* _BRIEF_: Rewrite the lines below, putting "Label" wherever "Target" appears and changing nothing else.

* _DATA FOR THE TASK_:
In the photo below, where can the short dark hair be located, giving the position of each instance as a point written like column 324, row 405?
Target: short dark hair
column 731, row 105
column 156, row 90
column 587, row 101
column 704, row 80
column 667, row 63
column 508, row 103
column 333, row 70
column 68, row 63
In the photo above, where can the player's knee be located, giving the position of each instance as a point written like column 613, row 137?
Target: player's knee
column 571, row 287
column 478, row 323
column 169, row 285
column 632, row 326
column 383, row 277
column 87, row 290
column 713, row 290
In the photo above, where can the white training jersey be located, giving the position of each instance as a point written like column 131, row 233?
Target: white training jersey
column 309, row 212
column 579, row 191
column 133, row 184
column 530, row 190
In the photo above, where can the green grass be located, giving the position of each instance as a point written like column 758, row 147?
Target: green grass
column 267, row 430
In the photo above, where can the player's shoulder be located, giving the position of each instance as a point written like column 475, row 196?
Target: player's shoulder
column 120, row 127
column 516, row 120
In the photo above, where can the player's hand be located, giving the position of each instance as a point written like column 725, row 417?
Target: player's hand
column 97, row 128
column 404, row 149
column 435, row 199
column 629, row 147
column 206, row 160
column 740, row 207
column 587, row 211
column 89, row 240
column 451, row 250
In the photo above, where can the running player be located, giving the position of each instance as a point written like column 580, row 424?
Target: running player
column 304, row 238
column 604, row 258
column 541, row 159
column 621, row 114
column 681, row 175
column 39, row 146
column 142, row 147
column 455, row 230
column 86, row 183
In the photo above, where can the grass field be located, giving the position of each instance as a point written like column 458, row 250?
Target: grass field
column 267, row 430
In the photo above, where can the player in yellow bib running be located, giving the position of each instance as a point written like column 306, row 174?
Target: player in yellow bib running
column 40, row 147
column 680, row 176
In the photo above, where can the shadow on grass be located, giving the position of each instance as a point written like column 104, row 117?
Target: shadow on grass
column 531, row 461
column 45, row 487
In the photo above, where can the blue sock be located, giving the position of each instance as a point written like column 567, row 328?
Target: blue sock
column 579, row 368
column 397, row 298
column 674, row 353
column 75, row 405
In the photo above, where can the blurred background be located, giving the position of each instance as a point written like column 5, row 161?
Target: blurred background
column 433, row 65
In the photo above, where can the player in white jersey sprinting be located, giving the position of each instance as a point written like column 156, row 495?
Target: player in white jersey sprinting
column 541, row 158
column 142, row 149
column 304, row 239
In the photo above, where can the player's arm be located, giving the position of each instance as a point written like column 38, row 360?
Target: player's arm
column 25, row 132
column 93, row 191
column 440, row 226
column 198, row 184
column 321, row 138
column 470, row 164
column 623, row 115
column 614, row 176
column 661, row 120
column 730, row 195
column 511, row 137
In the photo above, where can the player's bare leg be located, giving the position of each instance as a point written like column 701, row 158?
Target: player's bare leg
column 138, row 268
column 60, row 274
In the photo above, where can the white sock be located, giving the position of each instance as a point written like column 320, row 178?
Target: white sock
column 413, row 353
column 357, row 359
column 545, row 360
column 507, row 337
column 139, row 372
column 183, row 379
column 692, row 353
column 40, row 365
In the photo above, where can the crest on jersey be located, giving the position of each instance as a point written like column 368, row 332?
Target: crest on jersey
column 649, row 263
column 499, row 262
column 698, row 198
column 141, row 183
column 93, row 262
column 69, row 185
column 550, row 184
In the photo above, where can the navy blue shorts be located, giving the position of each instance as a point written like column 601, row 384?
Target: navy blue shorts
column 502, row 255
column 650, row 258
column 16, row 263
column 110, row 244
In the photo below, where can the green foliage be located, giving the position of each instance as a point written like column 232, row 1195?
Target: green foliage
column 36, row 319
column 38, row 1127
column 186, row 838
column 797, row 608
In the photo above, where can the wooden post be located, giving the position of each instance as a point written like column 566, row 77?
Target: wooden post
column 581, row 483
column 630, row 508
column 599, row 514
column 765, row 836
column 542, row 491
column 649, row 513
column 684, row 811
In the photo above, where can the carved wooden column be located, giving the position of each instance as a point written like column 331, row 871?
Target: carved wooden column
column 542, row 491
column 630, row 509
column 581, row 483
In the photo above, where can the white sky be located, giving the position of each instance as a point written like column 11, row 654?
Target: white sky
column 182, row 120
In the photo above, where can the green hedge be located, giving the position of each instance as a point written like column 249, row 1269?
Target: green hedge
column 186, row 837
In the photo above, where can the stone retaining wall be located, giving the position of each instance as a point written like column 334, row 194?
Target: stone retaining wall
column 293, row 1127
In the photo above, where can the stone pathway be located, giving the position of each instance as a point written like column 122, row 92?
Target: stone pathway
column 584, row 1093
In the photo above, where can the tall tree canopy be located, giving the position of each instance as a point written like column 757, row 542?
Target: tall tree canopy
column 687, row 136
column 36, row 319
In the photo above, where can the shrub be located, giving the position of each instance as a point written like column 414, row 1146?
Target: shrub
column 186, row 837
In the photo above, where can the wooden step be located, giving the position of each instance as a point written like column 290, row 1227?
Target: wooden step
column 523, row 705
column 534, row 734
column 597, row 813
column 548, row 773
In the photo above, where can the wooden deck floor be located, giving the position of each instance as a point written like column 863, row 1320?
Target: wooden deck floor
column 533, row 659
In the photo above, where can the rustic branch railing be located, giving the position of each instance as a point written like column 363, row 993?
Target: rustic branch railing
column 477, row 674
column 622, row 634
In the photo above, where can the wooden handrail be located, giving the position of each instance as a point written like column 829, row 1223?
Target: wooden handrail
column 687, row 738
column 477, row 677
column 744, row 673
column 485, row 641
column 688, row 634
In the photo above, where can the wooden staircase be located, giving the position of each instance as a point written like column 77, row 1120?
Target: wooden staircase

* _RESPONSE TO THIS TASK_:
In the photo below, where can the short dark hair be located, giving the position of each instance as a point written like column 324, row 405?
Label: short dark hair
column 731, row 105
column 156, row 90
column 587, row 101
column 704, row 80
column 667, row 63
column 508, row 103
column 333, row 70
column 68, row 63
In the photo above, where can the player's knee be located, giving the position of each instance as a point written like column 613, row 137?
Label: player's knee
column 571, row 287
column 478, row 323
column 169, row 285
column 632, row 326
column 383, row 277
column 87, row 290
column 713, row 290
In the photo above, where can the white training jersey be located, giving the position of each instance as a point written like column 131, row 233?
Label: white training jersey
column 309, row 212
column 579, row 191
column 133, row 184
column 530, row 190
In the photo above, where can the green grass be located, giving the position of each instance as a point written like column 758, row 147?
Label: green grass
column 267, row 430
In the photo above, where can the player's shoulder be located, giving the position of each instance as a point written like column 475, row 196?
Label: player's shoulder
column 120, row 127
column 516, row 120
In the photo above, where can the player's hand be located, giving the position of each instance as a point written like column 725, row 417?
Label: player's hand
column 97, row 128
column 404, row 149
column 435, row 199
column 629, row 147
column 206, row 160
column 740, row 207
column 587, row 211
column 89, row 240
column 451, row 250
In the photo above, where can the running player be located, giving the position of each instance as a point written like column 580, row 424?
Label: running player
column 304, row 238
column 604, row 258
column 541, row 159
column 621, row 114
column 681, row 175
column 39, row 146
column 142, row 147
column 455, row 230
column 86, row 183
In the photo above, where can the grass field be located, giving the position of each instance as a point written like column 458, row 250?
Label: grass field
column 267, row 430
In the photo above, where can the player in yellow bib running be located, giving the position of each instance as a point written like column 306, row 174?
Label: player in yellow bib running
column 40, row 147
column 680, row 176
In the photo above, where can the shadow on grass be located, giving the position of each instance as a point written like column 104, row 117?
Label: shadow on grass
column 531, row 461
column 45, row 487
In the photo above, where can the blue sock be located, giving the position of each instance as a point written like column 567, row 328?
Label: blue sock
column 579, row 368
column 397, row 298
column 674, row 353
column 75, row 405
In the photo above, where can the blurred background be located, giving the position of each instance as a point written like column 5, row 161?
Label: blurred background
column 433, row 65
In the photo above, where can the player in white jersey sprinting be located, giving the position of each instance as a point written like column 156, row 495?
Label: player in white jersey sprinting
column 541, row 158
column 142, row 149
column 304, row 239
In the photo above, where can the player's arm be located, giving the position of each instance as a point written like column 38, row 360?
Label: player's arm
column 25, row 132
column 93, row 191
column 440, row 226
column 198, row 184
column 321, row 138
column 470, row 164
column 623, row 115
column 614, row 176
column 661, row 120
column 730, row 195
column 511, row 137
In the photo above, where can the player's bare leg be located, giving the position of each instance as a point written like column 701, row 158?
Label: player's bare leg
column 138, row 268
column 60, row 274
In the photo above, where can the white sock be located, giving the position of each instance as a point written like column 320, row 178?
Label: white sock
column 413, row 353
column 357, row 359
column 545, row 360
column 507, row 337
column 139, row 372
column 183, row 379
column 692, row 353
column 40, row 365
In the photo above, where can the crest on jersey be located, giving the position of each instance as a point written like column 368, row 332?
Label: crest on jersey
column 649, row 263
column 499, row 262
column 698, row 198
column 141, row 183
column 93, row 262
column 69, row 185
column 550, row 184
In the photo above, where can the navy blue shorts be located, giving the position of each instance as a point written like column 601, row 384?
Label: navy blue shorts
column 502, row 255
column 650, row 258
column 16, row 263
column 110, row 244
In the photo below, where can the green foliage be located, giving the position of each instance as a point written like column 232, row 1195?
Label: green foliage
column 36, row 319
column 38, row 1127
column 186, row 838
column 797, row 608
In the photo above, where can the wooden post be located, giving the position of each instance as a point written like column 566, row 77?
Label: wooden post
column 581, row 483
column 630, row 508
column 599, row 514
column 765, row 836
column 542, row 491
column 649, row 513
column 684, row 811
In the photo above, where can the carved wooden column be located, giving the position of each instance as a point written like column 331, row 871?
Label: carved wooden column
column 542, row 491
column 630, row 509
column 581, row 483
In the photo above, where can the white sky be located, giving the position of each instance as a point written like column 11, row 654?
Label: white sky
column 182, row 120
In the photo above, where can the green hedge be located, giving the position of each instance as a point written like column 249, row 1269?
Label: green hedge
column 186, row 837
In the photo above, where can the stone retaining wall be located, giving the position of each instance as a point written like column 334, row 194?
Label: stone retaining wall
column 293, row 1127
In the photo above, where can the stone pathway be located, giving the position of each instance as a point written like column 122, row 92?
Label: stone pathway
column 584, row 1093
In the photo above, where can the tall tree canopy be located, giving the position of each instance as a point written like column 757, row 542?
Label: tall tree canopy
column 687, row 136
column 36, row 319
In the photo above, where can the shrub be located, giving the position of each instance as a point written like column 414, row 1146?
Label: shrub
column 186, row 837
In the photo above, where can the wooden step be located, giving the position of each instance as a point written like column 290, row 1227?
Label: wooden step
column 523, row 705
column 534, row 734
column 597, row 813
column 548, row 773
In the photo above, where can the wooden deck floor be located, giving the position of each instance as a point written like column 863, row 1320?
Label: wooden deck floor
column 533, row 659
In the photo above, where can the rustic branch railing be located, giving the position of each instance as a point written like column 363, row 993?
Label: rustic branch railing
column 477, row 674
column 622, row 634
In the photo above, where can the wooden handrail be located, giving the position of each instance as a point written like column 829, row 1223?
Label: wooden handrail
column 687, row 738
column 477, row 677
column 744, row 673
column 485, row 641
column 688, row 634
In the photo above, where can the wooden staircase be located, giving the position of each instance as a point written like column 77, row 1120?
Label: wooden staircase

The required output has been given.